TASK DETAILS: Nothing in the listing should be dropped or altered when it is copied.

________________

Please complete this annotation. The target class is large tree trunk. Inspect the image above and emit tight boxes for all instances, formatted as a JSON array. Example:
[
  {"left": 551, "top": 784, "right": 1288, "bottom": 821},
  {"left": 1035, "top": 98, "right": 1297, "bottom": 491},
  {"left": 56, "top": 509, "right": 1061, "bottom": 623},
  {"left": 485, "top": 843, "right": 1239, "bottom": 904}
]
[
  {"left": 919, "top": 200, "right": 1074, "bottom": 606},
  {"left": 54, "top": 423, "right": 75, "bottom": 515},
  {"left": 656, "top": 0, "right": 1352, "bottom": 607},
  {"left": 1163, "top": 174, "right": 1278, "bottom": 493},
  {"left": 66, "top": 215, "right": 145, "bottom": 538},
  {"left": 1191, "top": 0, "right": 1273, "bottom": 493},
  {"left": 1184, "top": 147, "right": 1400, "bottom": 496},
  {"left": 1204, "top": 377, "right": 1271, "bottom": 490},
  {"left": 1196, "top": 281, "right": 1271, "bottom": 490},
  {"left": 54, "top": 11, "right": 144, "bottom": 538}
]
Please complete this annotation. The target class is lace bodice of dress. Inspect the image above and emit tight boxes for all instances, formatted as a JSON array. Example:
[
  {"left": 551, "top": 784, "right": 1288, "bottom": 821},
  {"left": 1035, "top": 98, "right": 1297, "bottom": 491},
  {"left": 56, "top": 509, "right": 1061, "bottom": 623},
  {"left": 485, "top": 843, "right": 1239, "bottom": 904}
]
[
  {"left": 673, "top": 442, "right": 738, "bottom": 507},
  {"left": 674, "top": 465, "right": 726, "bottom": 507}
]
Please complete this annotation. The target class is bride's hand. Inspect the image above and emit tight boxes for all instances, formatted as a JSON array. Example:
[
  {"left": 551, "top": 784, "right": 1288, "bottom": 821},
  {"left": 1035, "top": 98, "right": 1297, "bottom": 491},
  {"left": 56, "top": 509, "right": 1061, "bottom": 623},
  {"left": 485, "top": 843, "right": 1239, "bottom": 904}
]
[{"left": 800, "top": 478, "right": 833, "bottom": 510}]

________________

EXERCISE ANSWER:
Please complete this annotation. The target class is large tree trunk. Inspect the image above and emit tight boxes for all instances, formatted as a JSON array. Example:
[
  {"left": 551, "top": 784, "right": 1288, "bottom": 821},
  {"left": 1035, "top": 98, "right": 1297, "bottom": 491},
  {"left": 56, "top": 509, "right": 1061, "bottom": 623},
  {"left": 485, "top": 843, "right": 1239, "bottom": 904}
]
[
  {"left": 919, "top": 200, "right": 1074, "bottom": 606},
  {"left": 54, "top": 423, "right": 75, "bottom": 515},
  {"left": 656, "top": 0, "right": 1352, "bottom": 607},
  {"left": 1163, "top": 174, "right": 1278, "bottom": 493},
  {"left": 66, "top": 215, "right": 145, "bottom": 538},
  {"left": 1191, "top": 0, "right": 1273, "bottom": 493},
  {"left": 1184, "top": 147, "right": 1400, "bottom": 496},
  {"left": 1204, "top": 377, "right": 1271, "bottom": 490},
  {"left": 1196, "top": 281, "right": 1271, "bottom": 490},
  {"left": 54, "top": 11, "right": 144, "bottom": 538}
]
Please complete this annotation. The target class is lace bodice of dress. Inspect the image above and emit tight boxes for all instances, formatted as a JSON array. Example:
[
  {"left": 551, "top": 784, "right": 1288, "bottom": 821},
  {"left": 1035, "top": 98, "right": 1297, "bottom": 491},
  {"left": 56, "top": 509, "right": 1061, "bottom": 623},
  {"left": 485, "top": 843, "right": 1239, "bottom": 904}
]
[
  {"left": 673, "top": 442, "right": 738, "bottom": 507},
  {"left": 674, "top": 465, "right": 726, "bottom": 507}
]
Please complete this annotation. The target class is bride's hand. Inspect the image above and emit tight boxes for all instances, formatted as a JSON array. Example:
[
  {"left": 551, "top": 784, "right": 1288, "bottom": 821},
  {"left": 1035, "top": 98, "right": 1297, "bottom": 491},
  {"left": 56, "top": 509, "right": 1061, "bottom": 623},
  {"left": 485, "top": 843, "right": 1239, "bottom": 904}
]
[{"left": 800, "top": 478, "right": 833, "bottom": 510}]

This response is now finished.